Excerpts of bounding box data

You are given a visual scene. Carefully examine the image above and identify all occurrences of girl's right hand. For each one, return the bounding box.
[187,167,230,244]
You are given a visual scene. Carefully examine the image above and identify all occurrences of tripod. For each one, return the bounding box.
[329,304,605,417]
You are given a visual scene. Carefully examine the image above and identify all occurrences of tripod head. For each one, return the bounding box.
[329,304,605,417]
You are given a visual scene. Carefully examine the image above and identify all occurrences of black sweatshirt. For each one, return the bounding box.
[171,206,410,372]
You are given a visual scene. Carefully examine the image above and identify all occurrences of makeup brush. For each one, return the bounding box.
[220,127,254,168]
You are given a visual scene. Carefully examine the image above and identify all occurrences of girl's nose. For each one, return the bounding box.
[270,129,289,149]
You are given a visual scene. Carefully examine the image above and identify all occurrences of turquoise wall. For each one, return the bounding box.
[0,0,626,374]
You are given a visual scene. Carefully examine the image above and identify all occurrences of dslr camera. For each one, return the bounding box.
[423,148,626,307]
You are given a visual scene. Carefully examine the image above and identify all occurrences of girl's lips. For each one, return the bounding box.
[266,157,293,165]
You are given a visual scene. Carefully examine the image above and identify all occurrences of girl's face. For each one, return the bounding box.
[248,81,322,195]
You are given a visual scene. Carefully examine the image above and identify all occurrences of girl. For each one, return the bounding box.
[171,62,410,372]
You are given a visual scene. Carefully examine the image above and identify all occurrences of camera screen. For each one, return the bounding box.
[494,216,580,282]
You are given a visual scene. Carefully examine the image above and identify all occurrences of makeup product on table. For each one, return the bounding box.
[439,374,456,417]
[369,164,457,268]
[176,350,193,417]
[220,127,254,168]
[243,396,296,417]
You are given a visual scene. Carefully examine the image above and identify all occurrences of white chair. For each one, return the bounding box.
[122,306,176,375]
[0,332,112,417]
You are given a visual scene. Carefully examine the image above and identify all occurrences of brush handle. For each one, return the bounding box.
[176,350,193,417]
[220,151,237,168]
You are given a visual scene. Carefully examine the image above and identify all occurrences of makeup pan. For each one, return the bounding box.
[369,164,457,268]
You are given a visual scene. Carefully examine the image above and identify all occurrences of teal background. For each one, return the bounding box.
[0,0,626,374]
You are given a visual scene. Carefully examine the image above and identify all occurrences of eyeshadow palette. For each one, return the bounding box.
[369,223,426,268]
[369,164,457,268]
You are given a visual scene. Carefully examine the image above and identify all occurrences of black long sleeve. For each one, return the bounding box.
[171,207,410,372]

YOUR TASK: Copy out the rows starting at the line containing "table. For each one, return the bounding box." and ending at the last row, putting "wooden stool" in place of "white chair" and leaving everything else unchanged. Return only those lines.

ANSWER TO THE EXERCISE:
You are given a visual scene. Carefully examine the image above and identify all occurrences of makeup product on table. For each one, return the bounding box.
[439,374,456,417]
[369,164,457,268]
[176,350,193,417]
[220,127,254,168]
[243,396,296,417]
You are given a visual scene. Carefully examine the image above and identify all occurrences of wooden stool. For each one, return the bounding box.
[122,306,176,375]
[0,332,112,417]
You are given a visual scene. Carefully examine the image above and identify all occurrences of brush handle. For each one, return the bounding box.
[176,350,193,417]
[220,151,237,168]
You are given a visual scene. Carefully examine the image above and identify all occurrences of makeup pan. For each one, return the bounding box.
[369,164,457,268]
You are given a visual scene. Carefully examine the image above and identify all occurrences of teal background. For each one, return the bounding box.
[0,0,626,374]
You are given a visual scene. Carefully examine the image above and identify all occurrences of eyeshadow palette. For each one, return the bounding box.
[369,223,426,268]
[369,164,457,268]
You are given a visual scene. Carefully examine the image above and identify all occurrences of black long sleeve. For each one, return the bounding box.
[171,207,410,372]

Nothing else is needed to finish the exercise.